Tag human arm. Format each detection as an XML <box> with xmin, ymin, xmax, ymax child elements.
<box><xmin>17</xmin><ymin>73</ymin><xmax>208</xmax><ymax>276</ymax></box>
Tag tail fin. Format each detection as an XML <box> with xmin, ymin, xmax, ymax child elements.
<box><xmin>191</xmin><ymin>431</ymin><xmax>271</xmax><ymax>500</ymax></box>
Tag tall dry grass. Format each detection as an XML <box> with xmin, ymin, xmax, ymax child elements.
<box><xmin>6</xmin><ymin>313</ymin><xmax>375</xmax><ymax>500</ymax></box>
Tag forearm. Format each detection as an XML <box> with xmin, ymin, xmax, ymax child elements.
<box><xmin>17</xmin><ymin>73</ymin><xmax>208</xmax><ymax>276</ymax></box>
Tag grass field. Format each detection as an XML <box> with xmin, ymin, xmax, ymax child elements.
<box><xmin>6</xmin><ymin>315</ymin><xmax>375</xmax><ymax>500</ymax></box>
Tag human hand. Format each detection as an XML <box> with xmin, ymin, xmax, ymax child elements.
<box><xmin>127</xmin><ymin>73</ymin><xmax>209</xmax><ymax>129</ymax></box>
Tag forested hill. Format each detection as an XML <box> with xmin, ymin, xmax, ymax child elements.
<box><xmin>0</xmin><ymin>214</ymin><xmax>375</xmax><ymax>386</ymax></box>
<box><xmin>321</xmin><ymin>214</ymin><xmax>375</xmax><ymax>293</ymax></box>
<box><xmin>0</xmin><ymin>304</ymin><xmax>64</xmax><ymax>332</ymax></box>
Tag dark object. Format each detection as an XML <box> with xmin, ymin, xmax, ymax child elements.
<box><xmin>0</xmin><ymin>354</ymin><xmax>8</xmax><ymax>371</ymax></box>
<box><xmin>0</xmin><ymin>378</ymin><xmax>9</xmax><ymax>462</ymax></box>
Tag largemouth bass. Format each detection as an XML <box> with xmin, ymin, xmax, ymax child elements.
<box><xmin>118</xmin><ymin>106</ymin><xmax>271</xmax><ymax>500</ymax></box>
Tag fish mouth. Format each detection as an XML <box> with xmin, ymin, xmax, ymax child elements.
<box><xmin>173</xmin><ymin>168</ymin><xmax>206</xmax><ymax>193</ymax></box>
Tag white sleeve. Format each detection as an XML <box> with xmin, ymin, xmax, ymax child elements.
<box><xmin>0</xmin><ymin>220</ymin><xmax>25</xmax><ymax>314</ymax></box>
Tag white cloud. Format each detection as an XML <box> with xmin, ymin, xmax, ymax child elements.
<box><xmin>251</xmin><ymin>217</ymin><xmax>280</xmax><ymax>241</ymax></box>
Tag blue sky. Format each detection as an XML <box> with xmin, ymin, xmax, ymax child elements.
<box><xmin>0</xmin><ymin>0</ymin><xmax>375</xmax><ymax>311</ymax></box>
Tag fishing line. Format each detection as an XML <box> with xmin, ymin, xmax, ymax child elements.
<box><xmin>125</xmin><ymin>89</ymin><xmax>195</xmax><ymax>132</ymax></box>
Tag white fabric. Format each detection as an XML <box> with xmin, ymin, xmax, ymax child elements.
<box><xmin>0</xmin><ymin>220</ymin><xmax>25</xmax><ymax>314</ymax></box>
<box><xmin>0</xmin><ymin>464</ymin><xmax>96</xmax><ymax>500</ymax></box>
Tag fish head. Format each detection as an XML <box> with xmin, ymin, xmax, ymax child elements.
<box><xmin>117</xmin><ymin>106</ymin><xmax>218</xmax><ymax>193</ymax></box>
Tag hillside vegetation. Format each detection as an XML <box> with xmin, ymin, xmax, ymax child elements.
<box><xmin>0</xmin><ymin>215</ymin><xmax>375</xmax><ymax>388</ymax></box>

- - - - -

§ WHAT TO WORK ON: Can you rewrite every line of the material above as a JSON list of strings, with one string per line and blank lines omitted?

§ REPLY:
[
  "Tag human arm. Format each detection as an XML <box> with xmin, ymin, xmax, ymax child elements.",
  "<box><xmin>17</xmin><ymin>73</ymin><xmax>208</xmax><ymax>276</ymax></box>",
  "Tag tail fin. Format each detection as an XML <box> with xmin, ymin, xmax, ymax child elements.",
  "<box><xmin>191</xmin><ymin>431</ymin><xmax>271</xmax><ymax>500</ymax></box>",
  "Tag tall dry grass. Format each detection as an XML <box> with xmin, ymin, xmax, ymax child elements.",
  "<box><xmin>6</xmin><ymin>313</ymin><xmax>375</xmax><ymax>500</ymax></box>",
  "Tag forearm. Format each detection as an XML <box> with xmin, ymin, xmax, ymax child elements.",
  "<box><xmin>17</xmin><ymin>73</ymin><xmax>208</xmax><ymax>276</ymax></box>",
  "Tag grass field. Format each detection as an XML <box> with xmin, ymin, xmax, ymax child elements.",
  "<box><xmin>6</xmin><ymin>315</ymin><xmax>375</xmax><ymax>500</ymax></box>",
  "Tag human hand. Format each detection as an XML <box> with xmin, ymin, xmax, ymax child elements.",
  "<box><xmin>127</xmin><ymin>73</ymin><xmax>209</xmax><ymax>129</ymax></box>",
  "Tag forested hill. Format each detection as an XML <box> with xmin, ymin, xmax, ymax child elements.",
  "<box><xmin>0</xmin><ymin>214</ymin><xmax>375</xmax><ymax>386</ymax></box>",
  "<box><xmin>321</xmin><ymin>214</ymin><xmax>375</xmax><ymax>293</ymax></box>",
  "<box><xmin>0</xmin><ymin>304</ymin><xmax>64</xmax><ymax>332</ymax></box>",
  "Tag dark object. Format each detection as an XML <box> with xmin, ymin, xmax, ymax child elements.",
  "<box><xmin>0</xmin><ymin>354</ymin><xmax>8</xmax><ymax>371</ymax></box>",
  "<box><xmin>0</xmin><ymin>378</ymin><xmax>9</xmax><ymax>462</ymax></box>",
  "Tag largemouth bass. Format each detection as an XML <box> with xmin, ymin, xmax, ymax child elements.",
  "<box><xmin>118</xmin><ymin>106</ymin><xmax>271</xmax><ymax>500</ymax></box>",
  "Tag fish mouth. Format each detection as an XML <box> with xmin, ymin, xmax, ymax child elements.",
  "<box><xmin>173</xmin><ymin>168</ymin><xmax>206</xmax><ymax>193</ymax></box>",
  "Tag white sleeve. Format each detection as an XML <box> with xmin, ymin, xmax, ymax child elements.",
  "<box><xmin>0</xmin><ymin>220</ymin><xmax>25</xmax><ymax>314</ymax></box>",
  "Tag white cloud. Format each detection as an XML <box> with xmin, ymin, xmax, ymax child elements.",
  "<box><xmin>251</xmin><ymin>217</ymin><xmax>280</xmax><ymax>241</ymax></box>",
  "Tag blue sky. Format each detection as an XML <box> with xmin, ymin, xmax, ymax child elements.",
  "<box><xmin>0</xmin><ymin>0</ymin><xmax>375</xmax><ymax>311</ymax></box>",
  "Tag fishing line. Format each detection as an XML <box> with xmin, ymin, xmax, ymax child elements.",
  "<box><xmin>125</xmin><ymin>89</ymin><xmax>195</xmax><ymax>132</ymax></box>",
  "Tag white fabric. Format each detection as an XML <box> with xmin, ymin, xmax, ymax child elements.",
  "<box><xmin>0</xmin><ymin>220</ymin><xmax>25</xmax><ymax>314</ymax></box>",
  "<box><xmin>0</xmin><ymin>464</ymin><xmax>96</xmax><ymax>500</ymax></box>",
  "Tag fish head. Format each detection as an XML <box> with xmin, ymin, xmax, ymax child elements.",
  "<box><xmin>117</xmin><ymin>106</ymin><xmax>218</xmax><ymax>193</ymax></box>",
  "Tag hillside vegetation. Format each detection as an XML <box> with xmin, ymin, xmax, ymax child elements.",
  "<box><xmin>0</xmin><ymin>215</ymin><xmax>375</xmax><ymax>388</ymax></box>"
]